__EXTRACTED TEXT__:
-------
Tech hub in Braamfontein associated with Wits University

The Tshimologong Precinct is a Wits University based tech incubator in Braamfontein. Tshimologong is a Setswana Word for new beginnings. This tech hub was set up by the late Barry Dwolatzky in 2014, and then launched in 2016. On this initiative, Dwolatzky was inspired by start-up urbanism.

The original vision of the precinct was to inspire talent, create employment and commercialise the research of Wits students. Since its establishment, this hub or lab has indeed resulted in spatial changes in Braamfontein, but it is debatable as to whether the Tshimologong Precinct itself has mets its objectives. The Tshimologong Precinct is also the location for IBM’s second research hub in Africa.

The Tshimologong Precinct aspires to facilitate collaboration between academia, corporations, government and entrepreneurs. For example, the Hack Jozi Challenge was a partnership between the City of Johannesburg and Wits University (through the Tshimologong Precinct), which is intended to create and develop digital solutions which could be used to solve common challenges. Conceived as a bootcamp, the Hack Jozi challenge was promoted as a method for aspiring entrepreneurs to deliver innovative ideas annually.
Hack Jozi Winners would earn R1,000,000 and business mentorship from the Joburg Centre for Software Engineering, while other prize winners would earn hub mentorship opportunities.
-------
__ENTRIES SHOWN__:
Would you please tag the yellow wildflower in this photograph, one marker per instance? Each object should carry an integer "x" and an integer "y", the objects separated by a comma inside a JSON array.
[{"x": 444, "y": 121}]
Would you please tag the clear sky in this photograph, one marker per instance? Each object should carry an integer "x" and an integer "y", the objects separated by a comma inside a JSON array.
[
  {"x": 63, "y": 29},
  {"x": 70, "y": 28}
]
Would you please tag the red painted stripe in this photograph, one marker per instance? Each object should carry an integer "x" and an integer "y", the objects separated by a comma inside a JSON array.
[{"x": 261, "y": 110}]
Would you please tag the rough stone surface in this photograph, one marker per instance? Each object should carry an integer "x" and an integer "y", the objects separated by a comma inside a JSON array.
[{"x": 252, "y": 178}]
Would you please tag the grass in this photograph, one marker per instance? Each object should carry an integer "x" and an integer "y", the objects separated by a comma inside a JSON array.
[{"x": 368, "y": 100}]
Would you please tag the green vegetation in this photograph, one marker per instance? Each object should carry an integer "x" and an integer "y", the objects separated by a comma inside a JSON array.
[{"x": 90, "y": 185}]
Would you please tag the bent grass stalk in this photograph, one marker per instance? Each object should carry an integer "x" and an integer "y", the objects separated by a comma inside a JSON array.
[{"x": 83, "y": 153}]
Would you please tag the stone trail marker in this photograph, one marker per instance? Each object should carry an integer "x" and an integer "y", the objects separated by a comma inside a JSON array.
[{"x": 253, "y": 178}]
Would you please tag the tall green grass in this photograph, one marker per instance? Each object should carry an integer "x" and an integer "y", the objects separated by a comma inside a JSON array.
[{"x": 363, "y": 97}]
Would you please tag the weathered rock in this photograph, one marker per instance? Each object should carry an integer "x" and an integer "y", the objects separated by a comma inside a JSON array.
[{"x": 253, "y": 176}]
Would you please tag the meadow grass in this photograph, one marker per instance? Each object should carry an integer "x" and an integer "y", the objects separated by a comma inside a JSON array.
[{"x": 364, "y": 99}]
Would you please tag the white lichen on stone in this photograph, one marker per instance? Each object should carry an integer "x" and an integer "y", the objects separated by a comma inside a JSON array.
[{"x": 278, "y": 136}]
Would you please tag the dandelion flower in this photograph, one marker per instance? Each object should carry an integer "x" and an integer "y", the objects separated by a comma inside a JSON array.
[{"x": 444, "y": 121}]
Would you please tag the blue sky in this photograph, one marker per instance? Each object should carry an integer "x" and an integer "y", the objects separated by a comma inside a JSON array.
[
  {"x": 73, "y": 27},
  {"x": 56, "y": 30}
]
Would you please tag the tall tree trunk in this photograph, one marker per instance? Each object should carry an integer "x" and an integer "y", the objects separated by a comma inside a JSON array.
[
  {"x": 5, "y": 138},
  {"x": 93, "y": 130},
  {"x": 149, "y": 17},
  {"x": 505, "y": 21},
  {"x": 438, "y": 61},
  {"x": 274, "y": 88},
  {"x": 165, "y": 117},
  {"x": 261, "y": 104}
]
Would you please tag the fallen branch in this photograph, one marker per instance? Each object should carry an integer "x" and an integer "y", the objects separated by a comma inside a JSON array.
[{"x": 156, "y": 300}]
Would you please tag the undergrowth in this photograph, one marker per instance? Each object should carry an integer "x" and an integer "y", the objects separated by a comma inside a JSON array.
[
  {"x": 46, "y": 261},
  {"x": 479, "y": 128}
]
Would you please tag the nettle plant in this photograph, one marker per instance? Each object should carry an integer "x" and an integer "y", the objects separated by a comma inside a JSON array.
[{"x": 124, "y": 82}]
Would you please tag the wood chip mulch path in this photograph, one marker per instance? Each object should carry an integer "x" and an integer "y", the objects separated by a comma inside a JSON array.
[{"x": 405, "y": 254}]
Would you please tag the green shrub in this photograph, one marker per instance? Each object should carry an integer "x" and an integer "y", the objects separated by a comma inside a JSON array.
-------
__APPLY WHAT YOU READ__:
(1) Name every group that the Tshimologong Precinct text says the precinct aspires to bring together in collaboration.
(2) Answer these from the Tshimologong Precinct text:
(a) What does the word "Tshimologong" mean, and in which language?
(b) In what year was the tech hub launched?
(c) What would Hack Jozi winners earn?
(3) Drawing on the Tshimologong Precinct text, explain what the Hack Jozi Challenge was intended to do and how it was promoted.

__ANSWERS BY TASK__:
(1)
- Academia
- Corporations
- Government
- Entrepreneurs

(2)
(a) It means "new beginnings" in Setswana.
(b) 2016.
(c) R1,000,000 and business mentorship from the Joburg Centre for Software Engineering.

(3) The Hack Jozi Challenge was a partnership between the City of Johannesburg and Wits University, through the Tshimologong Precinct, intended to create and develop digital solutions that could be used to solve common challenges. It was conceived as a bootcamp and promoted as a method for aspiring entrepreneurs to deliver innovative ideas annually.